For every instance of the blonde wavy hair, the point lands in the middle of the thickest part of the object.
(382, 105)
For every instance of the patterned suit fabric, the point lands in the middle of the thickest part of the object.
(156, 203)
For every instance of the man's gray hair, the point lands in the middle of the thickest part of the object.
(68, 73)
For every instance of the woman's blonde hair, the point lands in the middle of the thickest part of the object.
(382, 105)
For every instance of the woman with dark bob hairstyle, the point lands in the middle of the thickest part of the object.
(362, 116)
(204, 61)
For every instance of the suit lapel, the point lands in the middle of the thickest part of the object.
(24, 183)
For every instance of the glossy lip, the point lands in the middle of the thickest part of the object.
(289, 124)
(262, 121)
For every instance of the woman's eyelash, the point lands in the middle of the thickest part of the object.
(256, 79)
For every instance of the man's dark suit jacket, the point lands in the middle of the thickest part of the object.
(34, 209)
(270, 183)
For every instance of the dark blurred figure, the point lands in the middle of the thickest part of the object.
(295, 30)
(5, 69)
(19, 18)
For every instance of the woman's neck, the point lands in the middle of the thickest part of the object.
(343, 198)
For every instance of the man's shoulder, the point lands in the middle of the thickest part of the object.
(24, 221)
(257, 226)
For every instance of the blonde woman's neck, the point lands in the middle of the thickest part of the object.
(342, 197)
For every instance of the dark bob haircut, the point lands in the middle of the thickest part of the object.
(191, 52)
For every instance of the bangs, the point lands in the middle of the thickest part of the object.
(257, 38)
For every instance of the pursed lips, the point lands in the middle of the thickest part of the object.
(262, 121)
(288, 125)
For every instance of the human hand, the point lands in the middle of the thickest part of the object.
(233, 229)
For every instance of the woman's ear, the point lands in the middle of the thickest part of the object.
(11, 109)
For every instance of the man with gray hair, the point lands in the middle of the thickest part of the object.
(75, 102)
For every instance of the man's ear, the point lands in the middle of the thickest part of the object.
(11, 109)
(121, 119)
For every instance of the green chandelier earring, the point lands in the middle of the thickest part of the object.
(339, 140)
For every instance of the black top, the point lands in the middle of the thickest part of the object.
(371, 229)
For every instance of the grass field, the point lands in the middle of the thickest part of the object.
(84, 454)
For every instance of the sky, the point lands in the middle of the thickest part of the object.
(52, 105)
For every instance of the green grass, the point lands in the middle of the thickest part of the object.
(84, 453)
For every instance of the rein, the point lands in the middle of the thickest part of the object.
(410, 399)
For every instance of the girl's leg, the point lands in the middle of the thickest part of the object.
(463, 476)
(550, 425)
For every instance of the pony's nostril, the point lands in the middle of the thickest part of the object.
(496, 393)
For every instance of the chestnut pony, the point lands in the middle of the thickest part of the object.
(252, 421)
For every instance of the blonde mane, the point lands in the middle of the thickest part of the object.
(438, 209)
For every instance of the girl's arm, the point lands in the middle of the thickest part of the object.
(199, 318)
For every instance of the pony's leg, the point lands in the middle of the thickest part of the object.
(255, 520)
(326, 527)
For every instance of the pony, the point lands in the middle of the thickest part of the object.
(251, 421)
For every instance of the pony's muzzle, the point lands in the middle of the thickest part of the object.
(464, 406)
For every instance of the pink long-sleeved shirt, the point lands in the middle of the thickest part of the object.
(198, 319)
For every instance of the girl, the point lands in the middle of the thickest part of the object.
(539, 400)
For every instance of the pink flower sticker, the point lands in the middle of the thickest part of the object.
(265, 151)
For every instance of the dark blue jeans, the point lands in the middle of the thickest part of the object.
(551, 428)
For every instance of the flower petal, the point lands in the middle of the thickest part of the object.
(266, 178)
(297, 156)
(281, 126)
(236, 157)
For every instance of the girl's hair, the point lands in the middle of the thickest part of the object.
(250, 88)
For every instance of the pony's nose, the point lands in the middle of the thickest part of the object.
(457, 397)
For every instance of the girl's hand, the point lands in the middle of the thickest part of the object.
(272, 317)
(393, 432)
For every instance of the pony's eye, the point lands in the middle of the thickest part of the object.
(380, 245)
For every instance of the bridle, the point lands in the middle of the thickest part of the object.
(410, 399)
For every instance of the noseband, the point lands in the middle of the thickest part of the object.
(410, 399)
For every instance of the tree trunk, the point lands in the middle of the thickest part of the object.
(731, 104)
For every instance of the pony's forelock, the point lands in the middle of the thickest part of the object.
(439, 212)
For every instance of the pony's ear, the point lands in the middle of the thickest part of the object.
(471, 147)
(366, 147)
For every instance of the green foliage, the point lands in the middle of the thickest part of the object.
--------------------
### THE REQUEST
Using the records above, please retype only the run of lines from the line holding "For every instance of the bridle, the" through the last line, both ends included.

### FINISHED ANSWER
For every instance of the bridle, the point lands in the middle of the thickest part of the object.
(410, 399)
For every instance of the noseband, the point lands in the middle of the thickest part of the object.
(410, 399)
For every instance of the tree trunk, the point lands in the middle of the thickest part of the object.
(731, 104)
For every instance of the pony's forelock, the point lands in the middle of the thickest part of the object.
(439, 212)
For every instance of the pony's ear, the point lands in the middle of the thickest part of the object.
(471, 147)
(366, 147)
For every instance of the green foliage, the point lands in the middle of the thickest part of the object.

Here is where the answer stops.